━━ RECORDED DATA
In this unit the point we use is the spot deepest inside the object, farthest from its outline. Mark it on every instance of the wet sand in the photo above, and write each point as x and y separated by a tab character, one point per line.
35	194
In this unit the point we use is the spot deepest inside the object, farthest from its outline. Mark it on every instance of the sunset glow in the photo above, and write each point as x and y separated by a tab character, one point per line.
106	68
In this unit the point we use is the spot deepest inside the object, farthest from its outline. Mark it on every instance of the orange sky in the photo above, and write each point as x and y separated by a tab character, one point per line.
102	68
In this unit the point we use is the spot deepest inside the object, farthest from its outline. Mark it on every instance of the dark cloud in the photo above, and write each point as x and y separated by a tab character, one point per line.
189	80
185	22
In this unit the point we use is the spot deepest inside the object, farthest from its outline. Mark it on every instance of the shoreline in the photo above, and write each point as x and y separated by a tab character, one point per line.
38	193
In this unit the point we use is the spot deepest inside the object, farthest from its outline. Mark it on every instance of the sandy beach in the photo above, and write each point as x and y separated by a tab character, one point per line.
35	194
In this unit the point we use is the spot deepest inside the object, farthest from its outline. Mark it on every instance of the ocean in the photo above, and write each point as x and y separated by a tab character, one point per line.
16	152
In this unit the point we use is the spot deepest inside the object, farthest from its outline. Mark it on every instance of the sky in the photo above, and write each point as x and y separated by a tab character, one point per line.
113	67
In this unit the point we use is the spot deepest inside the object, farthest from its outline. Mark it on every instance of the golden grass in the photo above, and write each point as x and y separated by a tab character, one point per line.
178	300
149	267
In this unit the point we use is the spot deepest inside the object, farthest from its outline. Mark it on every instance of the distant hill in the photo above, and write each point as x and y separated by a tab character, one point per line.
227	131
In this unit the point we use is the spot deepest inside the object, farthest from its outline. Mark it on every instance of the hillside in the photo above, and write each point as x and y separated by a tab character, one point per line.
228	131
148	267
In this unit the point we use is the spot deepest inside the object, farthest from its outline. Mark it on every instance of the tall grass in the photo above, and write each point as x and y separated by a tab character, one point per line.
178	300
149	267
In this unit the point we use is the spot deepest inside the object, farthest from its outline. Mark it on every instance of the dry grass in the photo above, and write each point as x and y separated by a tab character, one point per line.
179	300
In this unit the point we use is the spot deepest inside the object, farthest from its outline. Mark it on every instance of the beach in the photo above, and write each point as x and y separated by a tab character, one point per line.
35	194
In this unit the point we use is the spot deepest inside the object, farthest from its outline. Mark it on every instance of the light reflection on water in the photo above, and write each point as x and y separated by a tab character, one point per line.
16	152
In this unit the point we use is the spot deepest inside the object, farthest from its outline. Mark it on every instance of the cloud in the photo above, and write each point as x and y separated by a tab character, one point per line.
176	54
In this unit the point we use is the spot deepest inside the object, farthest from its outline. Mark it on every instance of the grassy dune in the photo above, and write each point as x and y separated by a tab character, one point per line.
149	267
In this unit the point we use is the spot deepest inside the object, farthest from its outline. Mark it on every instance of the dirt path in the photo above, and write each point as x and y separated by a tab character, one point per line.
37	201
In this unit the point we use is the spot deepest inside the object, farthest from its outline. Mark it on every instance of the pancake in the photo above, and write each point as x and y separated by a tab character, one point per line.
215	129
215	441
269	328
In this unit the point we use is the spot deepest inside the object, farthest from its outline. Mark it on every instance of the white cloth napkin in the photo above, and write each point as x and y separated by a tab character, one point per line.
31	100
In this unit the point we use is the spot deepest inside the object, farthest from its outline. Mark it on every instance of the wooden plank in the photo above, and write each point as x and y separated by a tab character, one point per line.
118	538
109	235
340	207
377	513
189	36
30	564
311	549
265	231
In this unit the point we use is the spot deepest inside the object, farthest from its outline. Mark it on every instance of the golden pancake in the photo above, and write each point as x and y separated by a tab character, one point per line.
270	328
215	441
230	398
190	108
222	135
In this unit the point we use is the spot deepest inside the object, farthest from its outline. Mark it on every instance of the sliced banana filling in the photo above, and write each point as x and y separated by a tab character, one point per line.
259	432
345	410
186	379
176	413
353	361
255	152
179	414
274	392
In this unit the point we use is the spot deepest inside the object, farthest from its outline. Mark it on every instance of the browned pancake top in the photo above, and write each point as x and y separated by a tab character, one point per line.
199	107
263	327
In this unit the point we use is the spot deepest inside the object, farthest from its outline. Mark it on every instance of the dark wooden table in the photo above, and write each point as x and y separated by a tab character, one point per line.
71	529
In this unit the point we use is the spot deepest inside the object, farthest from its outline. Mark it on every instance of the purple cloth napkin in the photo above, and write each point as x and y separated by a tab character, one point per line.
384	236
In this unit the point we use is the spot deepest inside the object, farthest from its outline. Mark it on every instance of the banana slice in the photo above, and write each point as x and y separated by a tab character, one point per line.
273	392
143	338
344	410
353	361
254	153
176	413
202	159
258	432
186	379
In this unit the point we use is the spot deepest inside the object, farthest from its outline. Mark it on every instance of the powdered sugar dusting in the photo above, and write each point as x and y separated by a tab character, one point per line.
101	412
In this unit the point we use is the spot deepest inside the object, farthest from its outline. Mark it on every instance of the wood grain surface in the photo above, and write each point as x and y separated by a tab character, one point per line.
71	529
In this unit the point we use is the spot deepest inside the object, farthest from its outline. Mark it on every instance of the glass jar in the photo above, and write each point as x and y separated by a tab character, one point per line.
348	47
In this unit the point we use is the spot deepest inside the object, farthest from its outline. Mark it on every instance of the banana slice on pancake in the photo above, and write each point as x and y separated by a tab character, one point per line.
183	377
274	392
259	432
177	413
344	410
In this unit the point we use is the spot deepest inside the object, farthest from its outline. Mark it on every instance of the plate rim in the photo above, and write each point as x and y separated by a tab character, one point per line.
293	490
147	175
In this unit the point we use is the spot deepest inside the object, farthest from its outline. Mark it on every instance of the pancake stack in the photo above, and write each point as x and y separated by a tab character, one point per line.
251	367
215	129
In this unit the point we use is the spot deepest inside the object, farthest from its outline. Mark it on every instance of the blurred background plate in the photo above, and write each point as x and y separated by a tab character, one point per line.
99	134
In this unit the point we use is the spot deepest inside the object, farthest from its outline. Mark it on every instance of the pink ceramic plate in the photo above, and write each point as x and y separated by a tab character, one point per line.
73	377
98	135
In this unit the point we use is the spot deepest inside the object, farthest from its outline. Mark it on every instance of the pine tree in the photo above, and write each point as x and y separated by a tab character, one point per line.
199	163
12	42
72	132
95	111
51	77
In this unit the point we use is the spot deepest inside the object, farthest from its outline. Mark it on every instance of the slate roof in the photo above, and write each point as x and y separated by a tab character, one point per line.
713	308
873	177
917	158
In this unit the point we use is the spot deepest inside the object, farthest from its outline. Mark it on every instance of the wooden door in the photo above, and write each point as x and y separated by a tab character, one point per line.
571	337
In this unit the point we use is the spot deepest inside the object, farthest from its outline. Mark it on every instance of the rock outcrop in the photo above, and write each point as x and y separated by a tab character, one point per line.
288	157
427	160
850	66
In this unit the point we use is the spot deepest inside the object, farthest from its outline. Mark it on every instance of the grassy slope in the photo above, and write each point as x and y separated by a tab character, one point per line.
━━━━
__WHAT TO PRODUCE__:
The full listing above should be reproduced exactly.

__FINISHED TASK__:
In this unit the point we use is the spot deepest inside the object, farthest from its outline. Mark it on every instance of the wet sand in the photo above, and write each point as x and y separated by a tab character, one point per line.
35	194
In this unit the point we use is the spot deepest inside the object, farthest from its outline. Mark it on every instance of the sunset glow in the photo above, and write each point as x and y separated by a tab character, one point per line.
106	68
In this unit the point we use is the spot deepest inside the object, farthest from its outline. Mark it on every instance of the orange sky in the photo above, and write each point as x and y separated by a tab character, one point per line.
102	68
In this unit the point we use is the spot deepest inside the object, farthest from its outline. Mark it on every instance of the dark cloud in the photo above, and write each point as x and y separated by a tab character, one point per line.
189	80
185	22
In this unit the point we use is the spot deepest inside the object, farthest from its outline. Mark it on every instance of the shoreline in the photo above, and write each point as x and y separated by a tab character, one point per line.
38	193
In this unit the point we use is the spot deepest inside the object, farthest from its outline. Mark it on every instance of the sandy beach in the photo above, and write each point as x and y separated by a tab character, one point per line.
35	194
In this unit the point we use is the spot deepest inside the object, farthest from its outline. Mark it on every instance of the ocean in the photo above, and write each point as x and y separated by a tab character, one point per line.
16	152
In this unit the point we use is the spot deepest inside the object, farthest from its outline. Mark it on every instance of the sky in the photo above, and write each point as x and y separated by a tab character, one point per line.
113	67
In this unit the point we use is the spot deepest inside the object, farthest from its outline. Mark it on every instance of the golden grass in the photo above, and write each point as x and y separated by a tab character, one point per line.
178	300
149	267
In this unit the point we use is the spot deepest inside the object, farthest from its outline. Mark it on every instance of the distant hill in the photo above, and write each point as x and y separated by a tab character, one point per line.
227	131
In this unit the point we use is the spot deepest inside the object, farthest from its outline. Mark it on every instance of the hillside in the photo above, and write each point as x and y separated by a tab character, one point per line.
228	131
148	267
In this unit the point we use is the spot deepest inside the object, farthest from its outline. Mark it on every instance of the tall grass in the photo above, and write each point as x and y separated by a tab character, one point per line.
178	300
149	267
In this unit the point we use is the spot deepest inside the object, farthest from its outline. Mark it on every instance of the dry grass in the photo above, and write each point as x and y separated by a tab character, one point per line.
179	300
In this unit the point we use is the spot deepest inside the object, farthest from its outline. Mark it on every instance of the beach in the photo above, and write each point as x and y separated by a tab character, one point per line.
35	194
In this unit the point we use is the spot deepest inside the object, farthest from its outline. Mark it on every instance of the light reflection on water in the photo above, and write each point as x and y separated by a tab character, one point per line.
16	152
In this unit the point we use is the spot deepest inside the object, farthest from its outline. Mark it on every instance of the cloud in the photo above, and write each point as x and y separated by a tab character, one point per line.
176	54
In this unit the point we use is the spot deepest inside the object, farthest from its outline. Mark it on every instance of the grassy dune in the photo above, and write each point as x and y separated by a tab character, one point per line.
149	267
In this unit the point we use is the spot deepest inside the object, farthest from its outline. Mark it on every instance of the dirt path in the photo above, and write each point as x and y separated by a tab character, one point per line.
37	201
In this unit the point we use is the spot deepest inside the object, farthest from its outline. Mark it on every instance of the pancake in the photo above, and write each point as x and y separated by a tab character, one point per line.
215	129
215	441
269	328
In this unit the point we use is the spot deepest inside the object, farthest from its outline. Mark it on every instance of the white cloth napkin in the photo above, and write each point as x and y separated by a tab character, one point per line.
31	100
In this unit the point we use is the spot deepest inside the object, farthest from its outline. Mark it on every instance of the wooden plank in the photo above, and write each point as x and y separated by a tab character, one point per line.
118	538
109	235
340	207
377	513
189	36
30	564
311	549
265	231
In this unit the point we use is the spot deepest inside the object, farthest from its outline. Mark it on every instance of the golden pancake in the photo above, and write each point as x and y separated by a tab character, one point per line.
270	328
215	441
230	398
190	108
222	135
In this unit the point we use is the spot deepest inside the object, farthest from its outline. Mark it on every instance of the sliced banana filling in the photo above, and write each point as x and y separated by a tab character, one point per line.
259	432
345	410
186	379
176	413
353	361
255	152
179	414
274	392
In this unit the point we use is the spot deepest inside the object, farthest from its outline. Mark it on every instance of the browned pancake top in the photo above, and write each point as x and y separated by a tab character, one point per line.
199	107
263	327
In this unit the point we use is the spot deepest inside the object, farthest from its outline. Mark it on every instance of the dark wooden table in the photo above, and write each point as x and y separated by a tab character, one point per line.
71	529
In this unit the point we use is the spot deepest inside the object, farthest from its outline. Mark it on every instance of the purple cloth napkin in the photo above, and write each point as x and y separated by a tab character, one point per line.
384	236
In this unit the point we use is the spot deepest inside the object, farthest from its outline. Mark it on every instance of the banana slice in the photo above, and write each point as x and y separated by a tab character, one point per line.
273	392
143	338
344	410
353	361
254	153
176	413
202	159
258	432
186	379
In this unit the point we use is the spot deepest inside the object, farthest from its outline. Mark it on every instance of the powdered sugar dusting in the photo above, and write each point as x and y separated by a tab character, one point per line.
101	412
In this unit the point we use is the spot deepest inside the object, farthest from its outline. Mark it on every instance of the wood grain surface in the photo above, and write each point as x and y separated by a tab character, one point per line.
71	529
In this unit the point we use is the spot deepest inside the object, farthest from its outline. Mark it on every instance of the glass jar in the photo above, and write each point as x and y separated by a tab character, one point per line.
348	47
In this unit the point we use is the spot deepest inside the object, farthest from its outline. Mark it on every instance of the banana slice on pancake in the photo above, and write each point as x and y separated by a tab character, one point per line.
183	377
274	392
259	432
177	413
344	410
In this unit the point we use is the spot deepest inside the object, farthest from its outline. Mark it on every instance of the plate rim in the photo above, and write each point as x and y separated by a tab character, one point per line.
293	490
147	175
In this unit the point we use is the spot deepest inside the object, farthest from its outline. Mark it on every instance of the pancake stack in the photo above, and write each point as x and y separated by a tab character, one point per line.
251	367
215	129
In this unit the point we use is the spot deepest inside the object, farthest from its outline. Mark it on every instance of the blurred background plate in the photo above, and write each point as x and y separated by a tab character, one point per line.
99	134
In this unit the point we use is the spot deepest inside the object, farthest from its outline. Mark it on every instance of the pink ceramic plate in the photo above, and write each point as x and y separated by a tab character, one point per line.
73	377
98	135
In this unit the point we use is the spot deepest inside the object, farthest from its outline. Mark it on every instance of the pine tree in the photo above, and write each point as x and y separated by a tab character, one point per line.
199	163
12	42
72	132
95	111
51	77
In this unit the point we use is the spot deepest inside the object, farthest from its outline. Mark it on every instance of the slate roof in the photo above, and write each point as x and y separated by a tab character, one point per line.
713	308
873	177
917	158
In this unit the point we use is the spot deepest inside the object, farthest from its outline. Mark it on every instance of the wooden door in the photo above, and write each point as x and y separated by a tab character, one point per line.
571	337
In this unit the point we use is the spot deepest inside the object, farthest from its outline. Mark it on every instance of the rock outcrop in the photo above, and write each point as x and y separated by a tab character, one point per line.
288	157
427	160
850	66
In this unit the point we use is the spot deepest inside the object, farthest from its outline. Mark it on every instance of the grassy slope in the photo above, and write each point as x and y separated by a tab character, one point per line.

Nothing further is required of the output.